• **EXERCÍCIOS**
**1.** Segundo o texto sobre o Chico Goma, em que tipo de estabelecimento ele teve o primeiro emprego de carteira assinada?
**2.** Retome o texto sobre o Chico Goma a partir do ponto em que ele se interrompe e prossiga com a narrativa.
___ TEXTO DA PÁGINA ___
Na comunidade de idosos que visito, às quartas-feiras, vou me aprofundando na amizade e ouvindo histórias de vida, que me entusiasmam e fazem refletir como escrever dentro de um enredo metafórico para valorizar o que me contam. Então, o Chico Goma é o meu jornal de esporte, pois em um desses jogos que não saem do 0 X 0, ele não tem paciência e vai debruçar-se no parapeito de sua casa. Ai, eu o encontro procurando uma pelada de rua para apreciar, o que fazia como adolescente em um time juvenil do bairro, que se chamava Cachoeirinha, mas que não tinha mais o igarapé para banhar-se e pular na água e assim refrescar o corpo suado.
Contado de sua vida, de onde vieram seus pais, sobre seu primeiro emprego de carteira assinada em uma sapataria, vendendo sapatos “pranchões ou balsas”, de nº 43 em diante para o interior do Estado do Amazonas. Mas acabou sendo desenhista em um estaleiro que fabricava balsas de ferro para o transporte fluvial de cargas.
Tentei convencê-lo de voltar a desenhar e produzir telas que estampassem seus sonhos ainda presentes na sua cabeça branca. Seus olhos projetavam faíscas de tanto mirar o outro lado da rua como quem esperasse ser curado das pernas, jogando para o ar o andador e sair gritando “gol”. Era essa a situação do meu amigo que apelidei de “chiclete”, de tanto ser agarrado nos jogos na TV.
Papo vai, papo vem, construimos juntos um sonho que passaremos contando e voltando no tempo que vivera no Careiro da Varzea AM , a bem plantar legumes e trazer para o Mercado Municipal de Manaus. Foi numa viagem, carregado de couve, que sua canoa subiu no lombo de uma cobra grande, economizando braços que remavam naquele amanhecer. De repente, a cobra aumentou a velocidade e levou a canoa para o fundo do rio de onde surgiam os peixes de todas as espécies. O Chico Goma não fica com medo, mas se entrega na aventura e me diz que não sabe como respirava. Chega no mundo subaquático e encontram a Yara e o Boto, que apresentam a Curupira, o Mapinguari e a Matinha Pereira. Estes três terráqueos receberam cada um uma guelra para poder respirar e dar o seu recado.
Começa a festa no fundo do rio. E, entre uma música e outra, a dupla das águas tiram para dançar os terráqueos, cujas lendas estão sendo esquecidas. A Yara e Boto, os anfitriões das águas encantadas começam a rodopiar entre as sardinhas dançarinas e os carás-discos que tocavam flauta.
___ DADOS REGISTRADOS ___
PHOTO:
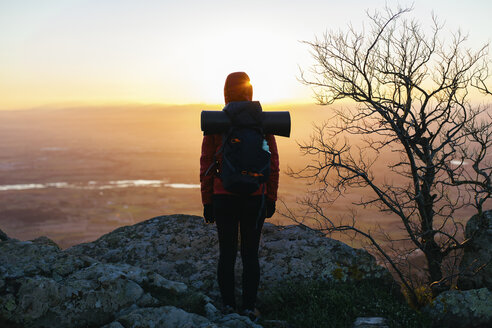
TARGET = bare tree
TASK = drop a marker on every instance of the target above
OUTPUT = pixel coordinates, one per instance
(411, 99)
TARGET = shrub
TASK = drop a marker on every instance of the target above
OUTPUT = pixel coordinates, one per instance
(337, 304)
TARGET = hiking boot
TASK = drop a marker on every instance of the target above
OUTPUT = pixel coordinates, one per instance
(253, 315)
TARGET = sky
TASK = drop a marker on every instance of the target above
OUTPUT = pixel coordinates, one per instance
(59, 52)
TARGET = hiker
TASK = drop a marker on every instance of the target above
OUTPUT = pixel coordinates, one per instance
(233, 210)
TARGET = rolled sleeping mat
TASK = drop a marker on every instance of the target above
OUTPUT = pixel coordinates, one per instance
(217, 122)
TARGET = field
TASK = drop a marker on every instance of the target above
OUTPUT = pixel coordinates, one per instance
(75, 174)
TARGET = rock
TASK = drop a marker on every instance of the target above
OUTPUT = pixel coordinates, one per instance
(3, 236)
(370, 322)
(476, 263)
(462, 309)
(163, 317)
(42, 286)
(43, 240)
(157, 273)
(234, 320)
(182, 248)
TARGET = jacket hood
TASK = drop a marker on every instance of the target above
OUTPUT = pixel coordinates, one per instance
(244, 113)
(238, 88)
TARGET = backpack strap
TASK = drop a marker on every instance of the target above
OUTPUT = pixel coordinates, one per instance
(214, 162)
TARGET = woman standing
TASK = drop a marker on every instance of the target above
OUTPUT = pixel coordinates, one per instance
(233, 212)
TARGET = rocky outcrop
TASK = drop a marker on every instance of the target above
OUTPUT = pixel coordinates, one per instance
(43, 286)
(476, 263)
(182, 248)
(158, 273)
(3, 236)
(462, 309)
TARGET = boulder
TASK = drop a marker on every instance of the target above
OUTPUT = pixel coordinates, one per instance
(462, 309)
(183, 248)
(476, 263)
(157, 273)
(42, 286)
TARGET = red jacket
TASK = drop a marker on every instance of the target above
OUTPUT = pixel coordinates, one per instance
(212, 185)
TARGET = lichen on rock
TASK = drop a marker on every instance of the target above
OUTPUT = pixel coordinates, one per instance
(462, 309)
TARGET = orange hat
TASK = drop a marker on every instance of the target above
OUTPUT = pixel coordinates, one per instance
(238, 88)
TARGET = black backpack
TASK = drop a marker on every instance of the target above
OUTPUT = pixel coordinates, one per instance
(245, 155)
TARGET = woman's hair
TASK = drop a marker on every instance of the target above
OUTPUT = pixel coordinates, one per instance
(238, 88)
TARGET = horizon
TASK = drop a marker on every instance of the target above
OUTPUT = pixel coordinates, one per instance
(160, 52)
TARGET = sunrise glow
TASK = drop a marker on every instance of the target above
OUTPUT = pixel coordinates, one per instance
(102, 52)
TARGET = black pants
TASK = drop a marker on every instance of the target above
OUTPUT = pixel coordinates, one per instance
(231, 212)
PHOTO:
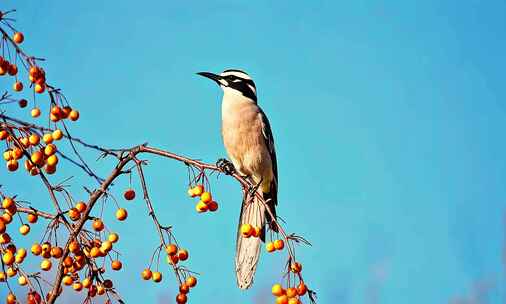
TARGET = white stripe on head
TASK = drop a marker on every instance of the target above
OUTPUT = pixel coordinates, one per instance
(236, 73)
(252, 88)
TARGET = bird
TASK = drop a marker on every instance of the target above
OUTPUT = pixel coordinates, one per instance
(249, 143)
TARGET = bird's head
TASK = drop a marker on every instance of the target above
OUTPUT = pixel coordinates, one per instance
(234, 82)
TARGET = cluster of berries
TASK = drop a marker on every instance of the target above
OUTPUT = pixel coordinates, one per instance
(206, 202)
(290, 295)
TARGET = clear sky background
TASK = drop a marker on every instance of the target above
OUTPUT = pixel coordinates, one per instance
(389, 122)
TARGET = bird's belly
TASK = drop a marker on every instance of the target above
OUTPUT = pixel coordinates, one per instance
(246, 148)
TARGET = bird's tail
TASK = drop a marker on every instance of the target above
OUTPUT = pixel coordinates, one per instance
(248, 249)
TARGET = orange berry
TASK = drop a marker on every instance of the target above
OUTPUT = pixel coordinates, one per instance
(57, 134)
(18, 37)
(172, 259)
(98, 225)
(37, 158)
(106, 247)
(81, 206)
(277, 290)
(8, 203)
(201, 207)
(282, 299)
(270, 247)
(171, 249)
(50, 149)
(3, 134)
(35, 112)
(53, 117)
(246, 230)
(74, 115)
(24, 229)
(65, 112)
(56, 252)
(36, 249)
(45, 265)
(46, 247)
(48, 138)
(293, 301)
(11, 299)
(206, 197)
(17, 86)
(50, 169)
(113, 237)
(198, 190)
(24, 142)
(191, 281)
(8, 258)
(34, 139)
(23, 103)
(39, 88)
(52, 160)
(94, 252)
(182, 254)
(74, 247)
(12, 165)
(256, 231)
(116, 265)
(77, 286)
(156, 276)
(279, 244)
(301, 289)
(67, 280)
(87, 282)
(291, 292)
(213, 206)
(68, 261)
(32, 218)
(13, 70)
(12, 272)
(7, 155)
(22, 280)
(7, 218)
(75, 215)
(146, 274)
(129, 194)
(121, 214)
(183, 288)
(296, 267)
(181, 298)
(17, 153)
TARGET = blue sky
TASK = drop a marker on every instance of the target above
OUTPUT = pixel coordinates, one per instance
(388, 120)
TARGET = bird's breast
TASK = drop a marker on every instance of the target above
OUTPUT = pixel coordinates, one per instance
(243, 138)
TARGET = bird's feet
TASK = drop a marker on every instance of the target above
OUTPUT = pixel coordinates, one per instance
(252, 190)
(225, 166)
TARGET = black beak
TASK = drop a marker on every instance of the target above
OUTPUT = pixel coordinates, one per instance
(211, 76)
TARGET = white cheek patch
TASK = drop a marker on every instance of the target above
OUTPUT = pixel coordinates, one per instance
(252, 88)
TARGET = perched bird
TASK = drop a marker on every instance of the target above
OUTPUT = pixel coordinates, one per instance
(248, 139)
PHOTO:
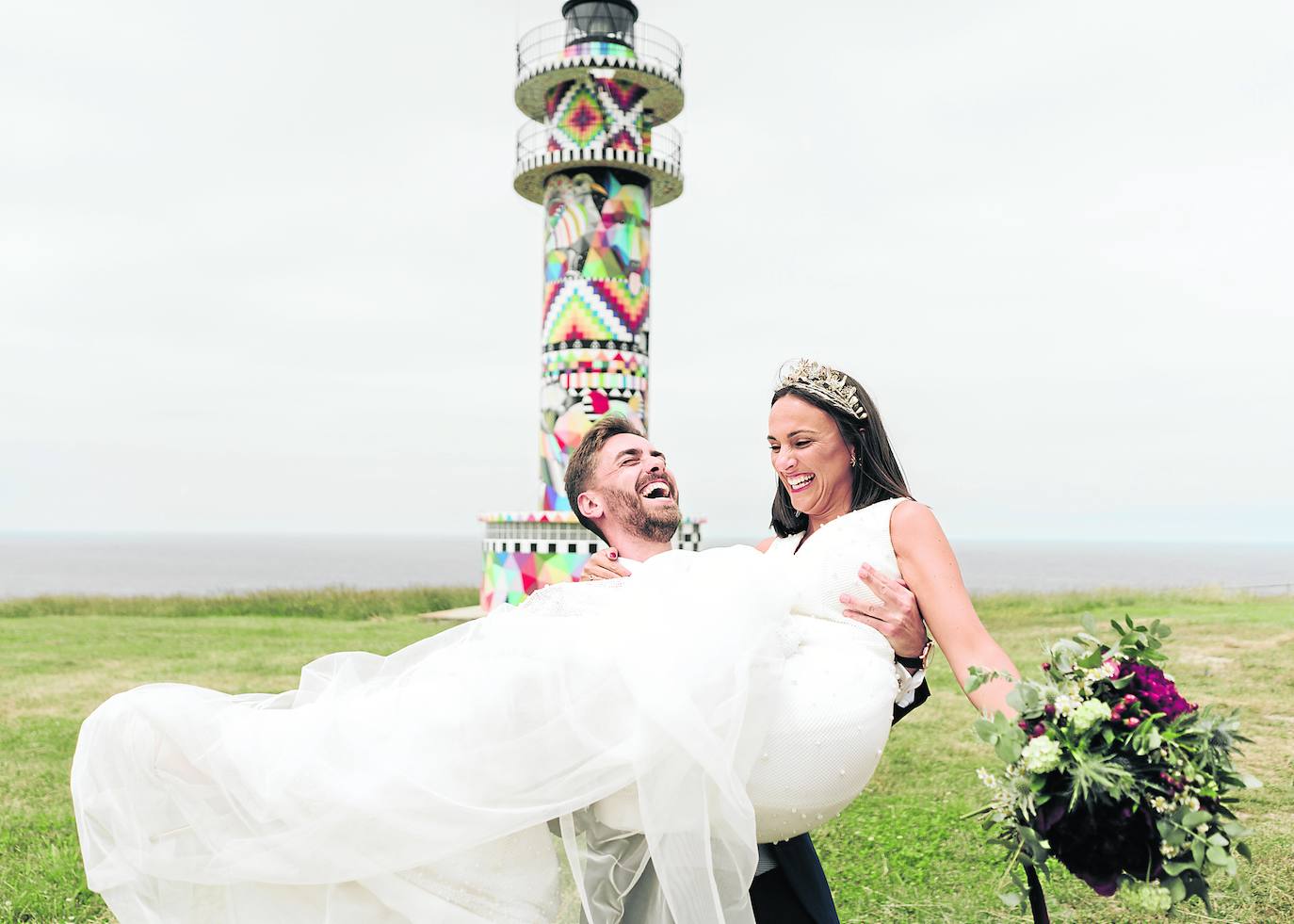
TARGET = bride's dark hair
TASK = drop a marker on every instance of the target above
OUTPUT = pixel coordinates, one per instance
(878, 477)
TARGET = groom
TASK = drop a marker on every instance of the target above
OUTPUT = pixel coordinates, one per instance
(622, 490)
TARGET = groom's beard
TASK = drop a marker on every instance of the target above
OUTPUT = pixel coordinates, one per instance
(655, 525)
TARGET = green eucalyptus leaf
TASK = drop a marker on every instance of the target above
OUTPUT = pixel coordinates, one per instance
(1009, 750)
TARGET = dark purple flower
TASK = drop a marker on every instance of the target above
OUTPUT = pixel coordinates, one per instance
___
• **GABARITO**
**1.** Em uma sapataria.

**2.**
Do Curupira recebeu a aula de proteção das florestas e alguns truques para enganar os caçadores. Do Mapinguari recebeu intruções para fabricar um ungüento forte e fedido para espantar quem invade os territórios indígenas. Da Matinta Pereira ganhou de presente uma roupa de bruxa para espalhar doença entre os garimpeiros que usavam mercúrio.
Sim, lendas e mitos ensinam sobre as prioridades de sustentação da vida, valores e práticas de reverência à natureza. Divertem-se, trazem memórias alegres que o tempo e as mudanças tecnológicas querem apagar, esquecendo a poesia e a vivacidade dos povos nativos. Certamente, reeditá-los ajudam a compreensão da vida e reativam a esperança nos momentos limites da vida nos quais todos nós estamos inseridos e temos que sobreviver.
Terminado o sonho, o Chico Goma respirou profundamento e voltou a caminhar com seu andador na direção do seu posto de observação. Aí ficou mudo, lembrando de suas viagens, trazendo os legumes para a cidade.
Enfim, perguntou-me quando será o próximo jogo do campeonato amazonense. Não soube dizer, mas me falou que nossos times são pouco valorizados pelos torcedores de Manaus.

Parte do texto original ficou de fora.